▶ **PROBLEM**: Copy every one of the records below word for word, leaving the pictures out of your copy.

___ INPUT RECORDS ___

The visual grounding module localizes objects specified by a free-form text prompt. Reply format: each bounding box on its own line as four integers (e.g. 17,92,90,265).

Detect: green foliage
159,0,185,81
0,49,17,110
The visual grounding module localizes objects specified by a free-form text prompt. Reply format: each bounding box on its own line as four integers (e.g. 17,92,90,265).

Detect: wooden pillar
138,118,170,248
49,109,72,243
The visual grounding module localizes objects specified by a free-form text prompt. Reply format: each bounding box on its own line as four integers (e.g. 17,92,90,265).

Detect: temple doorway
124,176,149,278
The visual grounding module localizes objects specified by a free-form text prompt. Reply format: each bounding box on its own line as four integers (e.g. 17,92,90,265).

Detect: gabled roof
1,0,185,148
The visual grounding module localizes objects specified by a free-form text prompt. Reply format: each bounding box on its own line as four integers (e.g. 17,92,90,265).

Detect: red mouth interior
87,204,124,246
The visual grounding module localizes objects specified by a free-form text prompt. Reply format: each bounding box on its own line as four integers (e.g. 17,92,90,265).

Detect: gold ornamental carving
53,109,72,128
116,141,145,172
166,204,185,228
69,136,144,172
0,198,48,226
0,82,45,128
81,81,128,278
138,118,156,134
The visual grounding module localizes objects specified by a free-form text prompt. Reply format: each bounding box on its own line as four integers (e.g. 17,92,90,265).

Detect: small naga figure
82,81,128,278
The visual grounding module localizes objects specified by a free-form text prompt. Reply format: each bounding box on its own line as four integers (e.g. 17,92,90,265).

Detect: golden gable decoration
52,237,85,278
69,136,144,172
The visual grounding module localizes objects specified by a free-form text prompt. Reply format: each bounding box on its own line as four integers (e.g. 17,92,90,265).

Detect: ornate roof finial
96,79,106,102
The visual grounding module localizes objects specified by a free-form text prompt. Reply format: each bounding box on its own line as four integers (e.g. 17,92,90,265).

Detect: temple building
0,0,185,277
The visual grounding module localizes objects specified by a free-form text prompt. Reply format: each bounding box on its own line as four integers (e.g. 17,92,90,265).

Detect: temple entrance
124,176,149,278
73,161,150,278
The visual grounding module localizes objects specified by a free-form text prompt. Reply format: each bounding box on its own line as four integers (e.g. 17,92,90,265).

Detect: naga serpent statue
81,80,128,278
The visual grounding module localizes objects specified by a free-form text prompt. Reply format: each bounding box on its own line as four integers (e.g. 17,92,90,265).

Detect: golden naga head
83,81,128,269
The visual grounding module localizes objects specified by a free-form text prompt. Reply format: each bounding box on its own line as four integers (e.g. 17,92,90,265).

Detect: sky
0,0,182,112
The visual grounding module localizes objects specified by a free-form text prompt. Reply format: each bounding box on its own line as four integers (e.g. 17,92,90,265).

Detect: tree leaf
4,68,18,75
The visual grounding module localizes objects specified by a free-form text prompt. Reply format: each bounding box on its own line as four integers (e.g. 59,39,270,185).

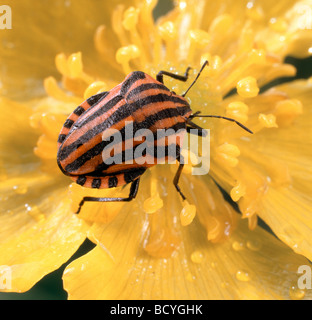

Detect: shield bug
57,61,251,213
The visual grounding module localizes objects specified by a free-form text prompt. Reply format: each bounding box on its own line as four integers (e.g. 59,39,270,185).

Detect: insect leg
156,67,191,83
173,154,186,200
76,178,140,214
186,119,207,137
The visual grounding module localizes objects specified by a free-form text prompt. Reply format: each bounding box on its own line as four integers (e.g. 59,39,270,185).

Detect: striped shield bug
57,61,252,213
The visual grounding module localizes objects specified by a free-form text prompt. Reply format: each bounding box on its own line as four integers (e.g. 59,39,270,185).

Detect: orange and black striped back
57,71,191,188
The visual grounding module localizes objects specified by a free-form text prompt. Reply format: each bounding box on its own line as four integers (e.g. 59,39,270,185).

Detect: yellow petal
0,193,86,292
63,212,311,300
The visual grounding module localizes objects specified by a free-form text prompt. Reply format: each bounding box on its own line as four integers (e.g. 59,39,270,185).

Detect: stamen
116,44,141,74
112,4,129,46
258,113,278,128
226,101,249,123
158,21,177,61
143,177,164,214
83,81,108,99
191,250,204,263
122,7,147,65
216,143,240,168
236,77,259,98
273,99,303,126
43,77,81,105
188,29,210,61
230,181,246,202
180,200,196,227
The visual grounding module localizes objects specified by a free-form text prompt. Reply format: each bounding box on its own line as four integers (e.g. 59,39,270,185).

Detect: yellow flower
0,0,312,299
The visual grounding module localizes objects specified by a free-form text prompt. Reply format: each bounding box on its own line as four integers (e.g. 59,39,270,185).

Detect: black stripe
138,107,188,129
57,133,67,143
77,95,123,127
59,94,190,161
101,122,185,165
65,141,105,172
63,122,185,172
108,176,118,188
76,176,87,186
123,168,146,183
91,178,101,189
120,71,146,97
63,119,74,129
125,83,170,100
83,164,146,182
74,106,86,116
87,91,109,106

___

▶ **TASK SOLUTION**:
The visual grounding module localizes objects specified by a free-form text prompt. Reply format: each bounding box on its own line as four integers (e.g. 17,92,90,265).

Detect: green foliage
159,0,185,81
0,49,17,110
The visual grounding module localizes objects specified by a free-form text prompt. Reply format: each bounding box on its own line as four integers (e.g. 17,92,90,265).

Detect: wooden pillar
138,118,170,248
49,109,72,243
The visual grounding module localizes objects specified by a free-form text prompt. Reply format: each bounding box on its own line as four integers (e.g. 17,92,90,265).

Detect: temple doorway
124,176,149,278
The visual grounding module localizes objects specified by a free-form text prompt. Reply format: each bounding box on its own line as four integers (e.g. 17,92,90,265).

Detect: gabled roof
1,0,185,148
The visual grounding module localizes objects specified by a free-form text prompt. Reply format: each bounding box on its own line as four integers (e.g. 17,92,90,265).

Detect: red mouth interior
87,204,124,246
The visual grounding module localizes objects specified by a free-form text prompt. Reply format: each bounding box on its own line as four integers (e.g. 17,92,90,265).

Detect: gold ornamental carving
53,109,72,128
116,141,145,172
166,204,185,228
69,136,144,172
0,198,48,226
0,82,45,128
81,81,128,278
138,118,156,134
The visual grounding module localizes objects specified by a free-form text prompt. Reply format: each bounding box on its own line as four integers (e.g. 17,92,90,265).

Detect: small naga figure
82,81,128,278
The visual grounding module localizes objects specified by a free-form text prompt. Reply format: each bounding box on its own line as four integers (e.g. 17,92,90,265).

Detect: golden gable decoration
52,237,85,278
69,136,144,172
The visual grounding module localizes objects specified by a free-form text prompt. Reply format: each bounding box on its own line as four integers (e.g. 17,92,90,265).

Detect: ornate roof finial
96,79,106,102
The visual grounding module localizes objects specified by a free-form text prompt. Reply format: each bounding box on its own line as four integers (e.g. 17,92,90,265).

Detect: temple building
0,0,185,277
The visual grounding module localizes objects specified by a free-form text prompt. Reply format: each bounding box on its own line as four integers (e.g. 17,92,90,265).

Detect: temple entrance
124,176,149,278
73,161,150,278
The visual grounding module localizes objects specified by a free-form text prompt. Reply format: each bounding box on its own line as four integers (e.g. 17,92,90,265).

Detect: naga serpent statue
81,80,128,278
The visual grounding module localizes objects specified by a free-form text prompt. Reply format: each bounding box on its own line as four integers (e.g. 17,92,90,265).

Detect: golden naga head
83,81,128,269
The visual grounding module localizes objects specified by a free-form text prompt. Reply format: each bounding box on its own line as four integers (e.g. 17,92,90,265).

Detect: sky
0,0,182,112
The visual grounding module localizes objects specified by a free-form text prompt. Reply format: each bounding box on its own line as four integers (e.g. 17,92,90,265).

Detect: tree leaf
4,68,18,75
The visual grounding module localizes objects specified by a free-form text prompt. Reply format: each bounding box on its own line as four integers (e.g. 59,39,270,185).


Detect: shield bug
57,61,251,213
The visual grounding module localizes objects specified by a free-form text prompt. Reply format: each bounding box on its own line as four integers (e.g. 59,39,270,185).

Detect: insect leg
156,67,191,83
173,154,186,200
76,178,140,214
186,119,207,137
The visual grounding module localizes objects specified by a free-form text prompt. Reply format: each bounding box on its own line as four integers (e.g. 59,39,270,185).

Detect: striped shield bug
57,61,252,213
The visual grounding module localizes objects specified by a free-form text prompt. Reply format: each bounding box on its own line as four integers (e.g. 59,39,270,185).

Detect: orange and black striped back
57,71,191,188
The visual grounding module localizes objects specified by a free-form text prompt. Reply format: each bounding box on its own line as four integers (e.g. 59,39,270,185).

Detect: yellow petal
0,193,86,292
63,212,311,300
The visual grounding module localizes objects specified by a free-form text prompt. Reply format: each bounding box on its own line as four integers (e.g. 59,39,270,185).

Detect: stamen
116,44,141,74
112,4,129,46
258,113,278,128
226,101,249,123
158,21,177,61
143,177,164,214
83,81,108,99
191,250,204,263
122,7,147,65
216,143,240,168
236,77,259,98
273,99,303,126
43,77,81,105
188,29,210,61
230,181,246,202
180,200,196,227
The visual grounding module localizes objects specified by a free-form text prompt. Reply format: each bounding box on its own line as four integers (e.g. 59,39,270,185).

Detect: yellow flower
0,0,312,299
The visual grounding module localizes objects specified by a free-form text prompt. Reply format: each bounding box on its own line as four integers (e.g. 59,39,270,185).

Detect: black stripe
138,107,188,129
57,133,67,143
77,95,123,127
59,94,190,161
101,122,185,165
65,141,105,172
63,122,185,172
108,176,118,188
76,176,87,186
123,168,146,183
91,178,101,189
120,71,146,97
63,119,74,129
125,83,170,100
83,164,146,182
74,106,86,116
87,91,109,106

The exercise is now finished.